→ **TRECHO SELECIONADO**:
────────────────────

Canudos plásticos e o debate sobre consumo consciente
O tema tem sido um caminho para abrir discussões sobre a necessidade de a população criar consciência ambiental e deixar de utilizar outros materiais de uso rápido, como sacolas e garrafas plásticas
Ele parece inofensivo. De vários tamanhos, prático e facilmente descartado, o canudo de plástico tem a vida útil de, em média, 4 minutos. O período é indiretamente proporcional ao tempo de decomposição do objeto, que é de cerca de 200 anos. Feitos normalmente de polipropileno ou poliestireno, materiais que não são biodegradáveis, eles se desintegram em pequenas partículas e acabam chegando ao oceano e sendo engolidos por animais. Como se não bastasse, os canudos são leves demais e não podem ser reciclados.
O hábito de utilizá-los como item (in)dispensável no dia a dia transformou o canudo em um dos grandes inimigos do meio ambiente. Apenas nos Estados Unidos, 500 milhões de unidades são descartadas diariamente. Além disso, dados da ONG Ocean Conservancy apontam que o objeto foi o 7º produto mais coletado nos oceanos em todo o mundo em 2017.

────────────────────

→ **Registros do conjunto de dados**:
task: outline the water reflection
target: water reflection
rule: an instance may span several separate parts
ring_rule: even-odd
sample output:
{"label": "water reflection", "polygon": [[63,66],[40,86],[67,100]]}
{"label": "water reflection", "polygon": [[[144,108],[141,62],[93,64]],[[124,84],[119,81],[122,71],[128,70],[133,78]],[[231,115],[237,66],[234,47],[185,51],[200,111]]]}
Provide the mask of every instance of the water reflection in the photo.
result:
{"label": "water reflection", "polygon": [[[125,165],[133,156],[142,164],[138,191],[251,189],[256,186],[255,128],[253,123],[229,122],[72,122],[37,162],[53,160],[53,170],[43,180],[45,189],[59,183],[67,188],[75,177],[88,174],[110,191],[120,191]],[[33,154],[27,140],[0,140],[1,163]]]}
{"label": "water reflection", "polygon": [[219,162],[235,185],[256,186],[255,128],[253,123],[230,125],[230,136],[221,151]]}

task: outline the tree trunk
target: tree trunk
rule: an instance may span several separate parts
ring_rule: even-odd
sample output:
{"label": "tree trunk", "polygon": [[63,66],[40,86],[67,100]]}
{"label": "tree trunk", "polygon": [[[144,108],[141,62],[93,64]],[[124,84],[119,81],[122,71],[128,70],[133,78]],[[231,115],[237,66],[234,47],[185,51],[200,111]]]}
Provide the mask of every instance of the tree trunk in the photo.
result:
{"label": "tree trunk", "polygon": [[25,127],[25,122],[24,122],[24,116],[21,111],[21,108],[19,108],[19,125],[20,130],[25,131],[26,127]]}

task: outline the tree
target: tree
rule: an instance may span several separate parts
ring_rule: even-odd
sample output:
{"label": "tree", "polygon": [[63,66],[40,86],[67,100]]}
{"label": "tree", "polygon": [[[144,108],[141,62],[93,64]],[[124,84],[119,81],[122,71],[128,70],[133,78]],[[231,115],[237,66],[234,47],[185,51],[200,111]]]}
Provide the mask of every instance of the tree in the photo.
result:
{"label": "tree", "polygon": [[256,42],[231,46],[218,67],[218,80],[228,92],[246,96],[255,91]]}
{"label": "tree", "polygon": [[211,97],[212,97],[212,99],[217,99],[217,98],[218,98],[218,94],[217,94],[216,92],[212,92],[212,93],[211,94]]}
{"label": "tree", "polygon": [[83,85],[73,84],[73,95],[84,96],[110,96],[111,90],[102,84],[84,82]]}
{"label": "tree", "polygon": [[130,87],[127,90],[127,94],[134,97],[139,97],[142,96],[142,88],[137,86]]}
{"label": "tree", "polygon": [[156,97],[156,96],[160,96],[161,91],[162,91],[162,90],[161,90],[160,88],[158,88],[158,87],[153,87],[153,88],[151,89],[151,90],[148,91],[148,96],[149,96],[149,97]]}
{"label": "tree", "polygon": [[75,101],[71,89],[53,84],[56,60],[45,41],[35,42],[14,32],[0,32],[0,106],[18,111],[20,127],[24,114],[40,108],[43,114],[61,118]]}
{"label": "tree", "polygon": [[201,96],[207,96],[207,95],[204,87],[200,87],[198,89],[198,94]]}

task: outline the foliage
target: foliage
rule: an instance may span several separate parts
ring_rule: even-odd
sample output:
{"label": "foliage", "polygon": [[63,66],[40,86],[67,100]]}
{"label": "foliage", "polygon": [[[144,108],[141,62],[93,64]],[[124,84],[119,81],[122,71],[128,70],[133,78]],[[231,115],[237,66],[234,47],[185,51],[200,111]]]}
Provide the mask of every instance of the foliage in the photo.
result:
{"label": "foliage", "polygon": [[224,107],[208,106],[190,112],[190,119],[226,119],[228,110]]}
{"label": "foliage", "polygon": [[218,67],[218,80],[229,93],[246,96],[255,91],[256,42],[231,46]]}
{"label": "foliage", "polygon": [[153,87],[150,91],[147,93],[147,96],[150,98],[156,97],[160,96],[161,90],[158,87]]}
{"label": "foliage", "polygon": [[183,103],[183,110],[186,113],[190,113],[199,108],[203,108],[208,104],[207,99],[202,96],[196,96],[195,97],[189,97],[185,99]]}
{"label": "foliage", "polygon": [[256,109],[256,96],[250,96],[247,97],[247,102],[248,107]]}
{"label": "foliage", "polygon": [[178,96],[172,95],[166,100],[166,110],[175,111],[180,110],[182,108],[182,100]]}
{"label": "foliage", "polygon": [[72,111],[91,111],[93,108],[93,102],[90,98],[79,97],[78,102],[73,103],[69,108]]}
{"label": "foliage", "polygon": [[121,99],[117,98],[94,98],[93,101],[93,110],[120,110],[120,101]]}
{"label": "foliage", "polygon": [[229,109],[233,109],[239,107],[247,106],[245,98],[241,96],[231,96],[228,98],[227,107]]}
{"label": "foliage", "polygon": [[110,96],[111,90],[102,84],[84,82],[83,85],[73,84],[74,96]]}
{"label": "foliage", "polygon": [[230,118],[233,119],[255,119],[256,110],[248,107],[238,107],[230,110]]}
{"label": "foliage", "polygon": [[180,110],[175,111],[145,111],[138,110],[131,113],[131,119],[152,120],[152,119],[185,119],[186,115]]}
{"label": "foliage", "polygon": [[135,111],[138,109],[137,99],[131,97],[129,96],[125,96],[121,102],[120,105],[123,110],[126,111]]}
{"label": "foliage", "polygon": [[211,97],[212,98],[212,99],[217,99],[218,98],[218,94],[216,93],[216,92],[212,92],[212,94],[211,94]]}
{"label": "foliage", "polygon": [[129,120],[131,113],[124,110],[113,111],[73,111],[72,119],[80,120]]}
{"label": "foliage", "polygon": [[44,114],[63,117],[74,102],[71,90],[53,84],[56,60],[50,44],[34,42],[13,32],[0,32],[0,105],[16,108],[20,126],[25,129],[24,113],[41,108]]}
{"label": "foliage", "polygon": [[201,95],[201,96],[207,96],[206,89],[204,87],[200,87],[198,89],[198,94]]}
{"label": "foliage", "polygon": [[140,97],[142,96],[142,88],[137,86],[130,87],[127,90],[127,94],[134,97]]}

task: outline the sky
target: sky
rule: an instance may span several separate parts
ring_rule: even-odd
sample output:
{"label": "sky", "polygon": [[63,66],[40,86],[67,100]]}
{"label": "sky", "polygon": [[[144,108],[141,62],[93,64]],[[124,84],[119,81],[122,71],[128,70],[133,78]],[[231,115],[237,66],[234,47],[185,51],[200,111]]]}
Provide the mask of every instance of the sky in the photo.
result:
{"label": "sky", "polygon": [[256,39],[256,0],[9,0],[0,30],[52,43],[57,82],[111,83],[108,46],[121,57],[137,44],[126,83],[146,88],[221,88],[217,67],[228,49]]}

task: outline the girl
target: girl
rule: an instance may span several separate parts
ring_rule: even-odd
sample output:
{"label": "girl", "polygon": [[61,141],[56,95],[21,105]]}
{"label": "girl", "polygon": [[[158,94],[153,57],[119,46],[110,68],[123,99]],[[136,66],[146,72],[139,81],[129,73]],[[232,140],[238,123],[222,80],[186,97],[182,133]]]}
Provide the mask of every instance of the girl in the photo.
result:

────────────────────

→ **OBJETIVO PROPOSTO 1**:
Responda, com base no texto sobre canudos plásticos:
(a) Qual é a vida útil média de um canudo de plástico?
(b) Quantos canudos são descartados por dia apenas nos Estados Unidos?
(c) Segundo a ONG Ocean Conservancy, que posição o canudo ocupou entre os produtos mais coletados nos oceanos em 2017?
→ **OBJETIVO PROPOSTO 2**: Reproduza do texto sobre canudos plásticos o trecho que vai de "O hábito de" até "mundo em 2017.", incluindo essas últimas palavras.

→ **RESPOSTA DA TAREFA 1**:
(a) Cerca de 4 minutos, em média.
(b) 500 milhões de unidades.
(c) A 7ª posição.

→ **RESPOSTA DA TAREFA 2**:
O hábito de utilizá-los como item (in)dispensável no dia a dia transformou o canudo em um dos grandes inimigos do meio ambiente. Apenas nos Estados Unidos, 500 milhões de unidades são descartadas diariamente. Além disso, dados da ONG Ocean Conservancy apontam que o objeto foi o 7º produto mais coletado nos oceanos em todo o mundo em 2017.